Preguntas por responder:
(1) Responde estas preguntas sobre el texto acerca de la amistad:
(a) ¿Qué película de Kubrick les gustaba ver a los dos?
(b) ¿Dónde fueron a tocar la guitarra y tomar cerveza aquel martes?
(c) Además de tus papelones, ¿de qué se acuerdan las amigas de la escuela?
(2) Reproduce sin cambios el pasaje del texto sobre la amistad que empieza en "Los amigues de" y termina en "algo muy relativo.".
(3) Prosigue el texto sobre la amistad a partir del punto en que se detiene.

Fragmento del texto:
========

Al poco tiempo descubrimos que, aunque no hablábamos la lengua del otro, nos entendíamos perfectamente, porque “fa un freddo del cazzo” en tucumano se traduce literal, y que los dos éramos puteadores y que a los dos nos gustaba ver fútbol en la tele y El resplandor de Kubrick. 

Un martes en medio de la noche nos fuimos a tocar la guitarra y tomar cerveza bajo la glorieta de una plaza frente a la estación. De madrugada los trenes de alta velocidad pasaban de largo, como un rayo, y haciendo muchísimo ruido. Ese mes mi amigo había perdido a su madre de un cáncer fulminante, como un rayo y haciendo mucho ruido, tanto, que no le había dado tiempo ni de llorarla. Después de tocar la guitarra, nos fuimos al borde del andén, y guardando cierta distancia esperábamos a que pasaran los trenes. Cuando entraban en la estación, empezábamos a gritar. Con todas las fuerzas gritábamos, de impotencia, de miedo o por sacarnos el monstruo de adentro. Pasaban rapidísimo, nadie escuchaba nada excepto nosotros y, quizá, algún pasajero despierto en el interior del tren. Lo hicimos ese día de la glorieta de la plaza y un par de veces más, para volvernos después caminando a casa, en el silencio de la madrugada, livianos y serenos.

Fueron varios meses de vivir juntos, raros, intensos y, probablemente, definitivos para la vida de cada uno. Él y yo compartimos, por un tiempo, la única experiencia capaz de reunirnos, el 0,01 en la probabilidad. Ahí, en ese hueco, nos conocimos y nos cuidamos. Y con eso basta.

Hay algunos amigues que entran en la categoría de hermanos quizás porque, como los hermanos de sangre, están desde el comienzo de todo, o casi. Las amigas de la escuela son esa gente peligrosa que conoce nuestras historias más bochornosas y que, en general, gustan de compartirlas en eventos sociales frente a gente seria, a completos desconocidos o a nuevas novias. También suelen ser las primeras personas en recordarte quién sos y de que estás hecha, cuando todo lo demás parece borroso. Porque además de tus papelones, se acuerdan también y mucho más, de tus mejores gestos.

Los amigues de toda la vida son esa gente con la que hicimos y deshicimos el mundo miles de veces, cuyas madres nos miman como a hijas y a cuyos hijos mimamos como tías, porque el amor funciona como un legado. Es gente con la que se habla siempre o muy de vez en cuando pero da igual: cuando se lleva conociendo a alguien más de la mitad de la vida, el tiempo se vuelve algo muy relativo.

========

Datos proporcionados:

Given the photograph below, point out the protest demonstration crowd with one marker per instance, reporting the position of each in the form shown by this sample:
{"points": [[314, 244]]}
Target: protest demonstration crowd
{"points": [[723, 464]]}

========

Respuestas por tarea:
(1)
(a) El resplandor.
(b) Bajo la glorieta de una plaza frente a la estación.
(c) De tus mejores gestos.

(2)
Los amigues de toda la vida son esa gente con la que hicimos y deshicimos el mundo miles de veces, cuyas madres nos miman como a hijas y a cuyos hijos mimamos como tías, porque el amor funciona como un legado. Es gente con la que se habla siempre o muy de vez en cuando pero da igual: cuando se lleva conociendo a alguien más de la mitad de la vida, el tiempo se vuelve algo muy relativo.

(3)
Tengo un amigo que todo el mundo piensa que es mi primo porque nos conocimos antes de conocernos a nosotros mismos, cuando no sabíamos ni hablar. En una época fuimos vecinos, y ahora vivimos en países que limitan entre sí. Nos reímos de los europeos en audios impublicables y la última vez que nos vimos celebramos cada uno de nuestros cumpleaños visitando al otro en su ciudad. La geografía también es un detalle cuando nuestro espacio compartido fue la infancia y crecimos para ser estos parias raritos que siempre andan buscando su lugar.

Con el tiempo, empezás a hacerte amiga de la gente que se conmueve con las mismas cosas que vos. A veces, sobre todo de grande, elegís a algunos de tus amigos entre los que lloran con las mismas películas o comparten tu vocación por la música, por algún deporte o por la cocina. 

Mis amigues que cantan y hacen canciones son una cosecha de la parte adulta de mi vida, igual que los de la militancia, en ambas latitudes.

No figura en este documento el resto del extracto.